▸ WORK ORDER: Print the data exactly as it appears, keeping every word.

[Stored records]

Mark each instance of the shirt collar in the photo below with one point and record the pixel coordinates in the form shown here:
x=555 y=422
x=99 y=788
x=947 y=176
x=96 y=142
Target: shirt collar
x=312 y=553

▸ SOLUTION:
Mark each instance of the shirt collar in the photo below with one point and record the pixel coordinates in the form shown here:
x=555 y=422
x=99 y=788
x=947 y=176
x=96 y=142
Target: shirt collar
x=312 y=553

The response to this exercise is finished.